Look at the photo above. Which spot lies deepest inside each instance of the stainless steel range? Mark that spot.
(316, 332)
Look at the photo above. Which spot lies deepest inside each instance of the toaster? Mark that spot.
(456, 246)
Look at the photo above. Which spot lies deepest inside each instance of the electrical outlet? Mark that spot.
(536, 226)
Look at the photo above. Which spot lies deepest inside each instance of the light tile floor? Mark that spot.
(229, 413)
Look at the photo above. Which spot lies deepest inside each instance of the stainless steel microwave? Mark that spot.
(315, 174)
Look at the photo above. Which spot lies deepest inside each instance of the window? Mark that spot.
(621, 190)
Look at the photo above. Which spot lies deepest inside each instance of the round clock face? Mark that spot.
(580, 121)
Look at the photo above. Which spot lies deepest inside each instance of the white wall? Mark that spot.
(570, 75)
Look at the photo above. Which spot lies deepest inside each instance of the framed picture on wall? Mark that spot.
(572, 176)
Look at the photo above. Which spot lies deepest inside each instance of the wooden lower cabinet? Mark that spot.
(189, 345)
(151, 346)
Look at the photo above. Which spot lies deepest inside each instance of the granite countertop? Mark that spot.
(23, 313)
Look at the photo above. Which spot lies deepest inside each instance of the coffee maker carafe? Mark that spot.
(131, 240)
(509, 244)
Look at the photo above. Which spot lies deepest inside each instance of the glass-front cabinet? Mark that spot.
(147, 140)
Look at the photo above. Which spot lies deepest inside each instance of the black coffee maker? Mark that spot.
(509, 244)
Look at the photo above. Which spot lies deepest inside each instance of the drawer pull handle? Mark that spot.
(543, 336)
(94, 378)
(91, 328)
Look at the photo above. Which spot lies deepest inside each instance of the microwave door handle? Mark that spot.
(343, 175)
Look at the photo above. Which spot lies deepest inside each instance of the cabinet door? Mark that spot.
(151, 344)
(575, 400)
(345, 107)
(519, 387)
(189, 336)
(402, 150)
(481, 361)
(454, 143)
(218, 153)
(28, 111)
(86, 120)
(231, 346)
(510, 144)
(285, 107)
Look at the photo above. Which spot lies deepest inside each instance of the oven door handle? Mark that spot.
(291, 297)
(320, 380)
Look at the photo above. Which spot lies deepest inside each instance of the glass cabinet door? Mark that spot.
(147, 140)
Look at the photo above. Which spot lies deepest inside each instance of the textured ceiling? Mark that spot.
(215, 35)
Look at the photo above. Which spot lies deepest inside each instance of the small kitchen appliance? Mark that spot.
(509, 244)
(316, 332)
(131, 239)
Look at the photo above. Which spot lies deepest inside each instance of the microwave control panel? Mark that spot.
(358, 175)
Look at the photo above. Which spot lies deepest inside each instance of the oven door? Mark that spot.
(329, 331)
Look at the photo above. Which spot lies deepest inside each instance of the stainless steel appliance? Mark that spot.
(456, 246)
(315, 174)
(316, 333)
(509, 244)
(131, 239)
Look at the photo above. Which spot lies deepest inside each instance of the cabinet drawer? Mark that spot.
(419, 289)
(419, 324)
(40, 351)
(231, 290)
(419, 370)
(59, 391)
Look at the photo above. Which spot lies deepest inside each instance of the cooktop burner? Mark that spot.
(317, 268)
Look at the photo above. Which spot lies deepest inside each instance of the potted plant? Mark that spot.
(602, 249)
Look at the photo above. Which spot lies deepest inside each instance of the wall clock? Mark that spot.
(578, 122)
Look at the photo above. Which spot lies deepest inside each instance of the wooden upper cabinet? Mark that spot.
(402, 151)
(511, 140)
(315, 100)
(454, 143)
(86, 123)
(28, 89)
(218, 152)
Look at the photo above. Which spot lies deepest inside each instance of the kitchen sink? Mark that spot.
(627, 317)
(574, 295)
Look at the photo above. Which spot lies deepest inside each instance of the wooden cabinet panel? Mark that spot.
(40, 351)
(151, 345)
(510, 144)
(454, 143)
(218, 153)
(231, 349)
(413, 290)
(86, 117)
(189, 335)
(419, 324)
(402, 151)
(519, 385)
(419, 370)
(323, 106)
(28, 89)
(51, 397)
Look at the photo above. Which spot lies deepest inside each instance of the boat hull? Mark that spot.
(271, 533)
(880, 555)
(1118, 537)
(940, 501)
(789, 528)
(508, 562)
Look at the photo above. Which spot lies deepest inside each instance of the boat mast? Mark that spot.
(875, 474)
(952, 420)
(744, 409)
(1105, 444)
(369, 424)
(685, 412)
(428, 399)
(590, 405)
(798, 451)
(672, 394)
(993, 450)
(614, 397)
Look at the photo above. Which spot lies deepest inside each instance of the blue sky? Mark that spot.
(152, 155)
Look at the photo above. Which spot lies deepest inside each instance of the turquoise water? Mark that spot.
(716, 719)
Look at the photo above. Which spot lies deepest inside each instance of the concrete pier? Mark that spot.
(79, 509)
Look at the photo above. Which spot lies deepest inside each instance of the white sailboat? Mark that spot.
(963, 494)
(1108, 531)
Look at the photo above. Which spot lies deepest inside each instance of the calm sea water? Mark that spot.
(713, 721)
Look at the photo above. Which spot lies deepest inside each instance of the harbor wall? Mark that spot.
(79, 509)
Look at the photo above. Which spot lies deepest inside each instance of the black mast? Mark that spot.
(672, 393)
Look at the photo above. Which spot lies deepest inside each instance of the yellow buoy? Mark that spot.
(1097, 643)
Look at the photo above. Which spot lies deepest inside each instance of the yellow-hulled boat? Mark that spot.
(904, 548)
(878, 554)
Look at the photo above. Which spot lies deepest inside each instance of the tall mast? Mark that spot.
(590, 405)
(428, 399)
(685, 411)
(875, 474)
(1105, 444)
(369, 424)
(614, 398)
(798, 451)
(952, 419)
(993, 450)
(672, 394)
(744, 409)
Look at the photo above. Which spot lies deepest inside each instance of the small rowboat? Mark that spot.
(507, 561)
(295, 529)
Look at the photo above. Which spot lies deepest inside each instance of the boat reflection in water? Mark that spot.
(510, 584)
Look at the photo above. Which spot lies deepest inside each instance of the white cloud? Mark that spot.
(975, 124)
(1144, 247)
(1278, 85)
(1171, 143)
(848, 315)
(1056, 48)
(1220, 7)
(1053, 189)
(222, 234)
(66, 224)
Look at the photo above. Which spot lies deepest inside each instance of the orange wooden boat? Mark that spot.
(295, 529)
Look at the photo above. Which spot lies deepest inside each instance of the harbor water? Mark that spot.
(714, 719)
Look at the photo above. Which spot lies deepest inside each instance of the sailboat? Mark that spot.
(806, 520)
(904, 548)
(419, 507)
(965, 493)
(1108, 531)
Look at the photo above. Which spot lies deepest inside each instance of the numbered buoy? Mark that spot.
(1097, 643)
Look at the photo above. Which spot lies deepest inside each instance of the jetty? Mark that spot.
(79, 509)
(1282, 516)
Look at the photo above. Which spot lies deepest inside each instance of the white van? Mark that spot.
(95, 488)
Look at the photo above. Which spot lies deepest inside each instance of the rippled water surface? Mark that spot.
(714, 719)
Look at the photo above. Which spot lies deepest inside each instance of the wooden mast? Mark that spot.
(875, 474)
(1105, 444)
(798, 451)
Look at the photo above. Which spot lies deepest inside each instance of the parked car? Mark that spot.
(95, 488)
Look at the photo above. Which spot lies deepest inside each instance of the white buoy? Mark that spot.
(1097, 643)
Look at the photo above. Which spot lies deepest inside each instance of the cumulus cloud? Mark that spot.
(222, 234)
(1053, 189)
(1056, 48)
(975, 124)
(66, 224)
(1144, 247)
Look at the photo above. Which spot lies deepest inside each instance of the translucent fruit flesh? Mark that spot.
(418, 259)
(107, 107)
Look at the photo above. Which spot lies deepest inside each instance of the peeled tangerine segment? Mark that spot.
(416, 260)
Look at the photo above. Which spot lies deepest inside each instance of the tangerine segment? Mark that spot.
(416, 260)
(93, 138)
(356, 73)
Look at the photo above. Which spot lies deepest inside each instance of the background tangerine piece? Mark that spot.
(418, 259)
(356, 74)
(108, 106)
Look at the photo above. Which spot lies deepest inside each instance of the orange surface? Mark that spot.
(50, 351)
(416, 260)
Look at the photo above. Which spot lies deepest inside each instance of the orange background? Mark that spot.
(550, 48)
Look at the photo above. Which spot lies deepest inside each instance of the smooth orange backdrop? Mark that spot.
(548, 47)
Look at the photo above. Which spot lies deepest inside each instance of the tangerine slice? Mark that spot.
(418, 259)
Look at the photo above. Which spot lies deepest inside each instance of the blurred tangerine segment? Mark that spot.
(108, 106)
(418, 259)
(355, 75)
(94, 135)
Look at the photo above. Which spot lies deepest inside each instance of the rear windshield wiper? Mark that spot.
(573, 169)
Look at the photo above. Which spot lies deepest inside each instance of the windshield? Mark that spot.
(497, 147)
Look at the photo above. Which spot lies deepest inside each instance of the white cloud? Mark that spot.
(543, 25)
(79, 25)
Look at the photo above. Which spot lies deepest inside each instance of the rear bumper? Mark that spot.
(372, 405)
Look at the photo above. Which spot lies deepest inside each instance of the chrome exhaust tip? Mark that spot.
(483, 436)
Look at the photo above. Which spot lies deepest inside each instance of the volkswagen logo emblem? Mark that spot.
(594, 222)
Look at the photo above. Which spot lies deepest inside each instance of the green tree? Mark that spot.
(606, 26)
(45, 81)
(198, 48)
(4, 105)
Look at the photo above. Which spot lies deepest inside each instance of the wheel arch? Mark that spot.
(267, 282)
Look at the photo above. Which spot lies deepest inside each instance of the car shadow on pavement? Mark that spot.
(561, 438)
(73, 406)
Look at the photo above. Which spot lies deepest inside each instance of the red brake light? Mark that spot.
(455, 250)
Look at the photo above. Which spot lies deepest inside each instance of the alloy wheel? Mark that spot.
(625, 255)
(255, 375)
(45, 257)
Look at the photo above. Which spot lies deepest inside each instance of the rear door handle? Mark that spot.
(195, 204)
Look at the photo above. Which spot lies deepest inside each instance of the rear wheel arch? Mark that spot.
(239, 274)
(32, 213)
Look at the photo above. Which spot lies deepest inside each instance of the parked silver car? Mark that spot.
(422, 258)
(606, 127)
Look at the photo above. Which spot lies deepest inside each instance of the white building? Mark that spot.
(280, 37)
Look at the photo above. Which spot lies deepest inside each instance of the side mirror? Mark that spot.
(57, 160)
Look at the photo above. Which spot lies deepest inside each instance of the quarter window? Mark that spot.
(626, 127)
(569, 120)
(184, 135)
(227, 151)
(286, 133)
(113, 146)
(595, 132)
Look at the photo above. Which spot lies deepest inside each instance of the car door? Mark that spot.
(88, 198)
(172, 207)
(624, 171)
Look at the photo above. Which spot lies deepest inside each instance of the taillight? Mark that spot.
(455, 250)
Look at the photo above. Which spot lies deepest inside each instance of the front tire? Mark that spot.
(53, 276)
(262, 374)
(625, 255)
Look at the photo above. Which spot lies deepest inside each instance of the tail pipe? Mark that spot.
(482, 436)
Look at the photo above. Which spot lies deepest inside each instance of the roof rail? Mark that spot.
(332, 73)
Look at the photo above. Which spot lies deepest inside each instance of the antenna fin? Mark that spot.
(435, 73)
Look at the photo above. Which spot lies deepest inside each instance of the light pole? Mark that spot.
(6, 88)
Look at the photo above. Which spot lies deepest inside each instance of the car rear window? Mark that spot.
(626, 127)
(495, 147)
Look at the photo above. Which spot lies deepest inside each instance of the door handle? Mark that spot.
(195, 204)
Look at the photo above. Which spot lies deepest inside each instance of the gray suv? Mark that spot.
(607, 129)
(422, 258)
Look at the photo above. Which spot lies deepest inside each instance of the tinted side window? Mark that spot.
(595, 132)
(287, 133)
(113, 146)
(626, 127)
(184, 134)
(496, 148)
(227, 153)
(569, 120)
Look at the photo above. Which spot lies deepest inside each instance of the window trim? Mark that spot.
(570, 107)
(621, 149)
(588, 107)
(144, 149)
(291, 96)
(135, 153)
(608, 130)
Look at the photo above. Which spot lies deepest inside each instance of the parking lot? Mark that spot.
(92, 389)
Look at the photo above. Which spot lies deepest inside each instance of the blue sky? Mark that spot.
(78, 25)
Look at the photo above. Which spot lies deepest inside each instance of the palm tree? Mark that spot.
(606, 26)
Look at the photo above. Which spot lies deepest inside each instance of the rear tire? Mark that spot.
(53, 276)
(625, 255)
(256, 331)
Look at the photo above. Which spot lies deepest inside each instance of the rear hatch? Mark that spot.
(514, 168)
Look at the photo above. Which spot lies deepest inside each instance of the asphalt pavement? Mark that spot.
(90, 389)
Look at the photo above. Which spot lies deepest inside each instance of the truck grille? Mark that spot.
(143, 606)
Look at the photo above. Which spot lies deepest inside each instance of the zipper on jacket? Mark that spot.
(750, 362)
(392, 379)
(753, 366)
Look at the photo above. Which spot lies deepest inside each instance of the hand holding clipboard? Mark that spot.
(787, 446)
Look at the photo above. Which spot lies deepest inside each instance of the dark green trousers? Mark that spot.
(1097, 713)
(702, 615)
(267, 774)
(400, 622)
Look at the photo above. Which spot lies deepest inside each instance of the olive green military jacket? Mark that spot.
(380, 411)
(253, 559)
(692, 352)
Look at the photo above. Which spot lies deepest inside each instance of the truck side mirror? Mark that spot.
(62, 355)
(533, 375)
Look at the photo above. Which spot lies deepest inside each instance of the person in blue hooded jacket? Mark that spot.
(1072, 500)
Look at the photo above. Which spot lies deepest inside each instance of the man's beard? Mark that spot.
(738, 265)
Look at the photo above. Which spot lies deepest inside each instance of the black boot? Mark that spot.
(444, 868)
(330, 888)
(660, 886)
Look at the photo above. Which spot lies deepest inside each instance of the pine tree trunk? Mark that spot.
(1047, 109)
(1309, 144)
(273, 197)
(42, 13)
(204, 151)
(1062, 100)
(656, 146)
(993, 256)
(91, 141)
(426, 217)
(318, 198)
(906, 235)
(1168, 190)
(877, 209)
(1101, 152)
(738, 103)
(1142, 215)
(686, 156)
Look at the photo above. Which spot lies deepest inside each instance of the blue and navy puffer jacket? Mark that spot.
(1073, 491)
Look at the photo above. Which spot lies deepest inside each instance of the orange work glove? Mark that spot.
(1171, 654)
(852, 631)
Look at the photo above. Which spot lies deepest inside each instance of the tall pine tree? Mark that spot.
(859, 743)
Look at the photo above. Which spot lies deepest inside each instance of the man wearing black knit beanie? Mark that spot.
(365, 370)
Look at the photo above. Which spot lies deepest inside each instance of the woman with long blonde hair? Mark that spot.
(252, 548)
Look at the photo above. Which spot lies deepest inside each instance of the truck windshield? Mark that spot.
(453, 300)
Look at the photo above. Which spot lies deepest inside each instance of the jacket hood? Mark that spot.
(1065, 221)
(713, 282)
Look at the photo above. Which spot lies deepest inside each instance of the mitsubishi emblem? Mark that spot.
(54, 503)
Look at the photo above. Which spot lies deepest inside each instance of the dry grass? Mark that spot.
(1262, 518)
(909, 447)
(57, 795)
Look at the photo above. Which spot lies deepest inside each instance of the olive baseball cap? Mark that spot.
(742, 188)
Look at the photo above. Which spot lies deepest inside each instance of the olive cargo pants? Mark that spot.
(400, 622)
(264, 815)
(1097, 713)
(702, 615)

━━━━━━━━━━━━━━━━━━━━

■ Task statement ■
Return exactly, and only, the line containing "puffer jacket? Mark that spot." and every line after it through the end of the material.

■ The completed task ■
Look at the photo above. Which spot lies deepest inside each instance of the blue and navy puffer jacket? Mark that spot.
(1073, 491)
Look at the photo above. Which spot lies deepest inside each instance of the orange work glove? Mark that spot.
(1171, 654)
(852, 631)
Look at the photo above. Which spot lies deepest inside each instance of the tall pine tree? Mark that spot.
(859, 743)
Look at the photo above. Which spot lies deepest inside each instance of the man wearing black knit beanie? Mark that spot.
(365, 370)
Look at the photo above. Which spot lies deepest inside each instance of the woman with long blonde hair? Mark that spot.
(252, 548)
Look at the photo above. Which spot lies deepest inside each instance of the truck windshield? Mark that spot.
(453, 300)
Look at the photo above. Which spot lies deepest inside each instance of the jacket hood? Mark that spot.
(1065, 221)
(713, 282)
Look at the photo above. Which spot lies deepest inside each instance of the mitsubishi emblem? Mark that spot.
(54, 503)
Look at the photo above. Which spot lies deepest inside each instance of the dry grass? Mark that spot.
(1262, 518)
(909, 447)
(57, 795)
Look at the photo above. Which spot lies deepest inside each instance of the olive baseball cap? Mark that spot.
(742, 188)
Look at the photo above. Which spot lies deepest inside each instance of the olive cargo pants? Mark that spot.
(400, 622)
(264, 815)
(1097, 713)
(702, 615)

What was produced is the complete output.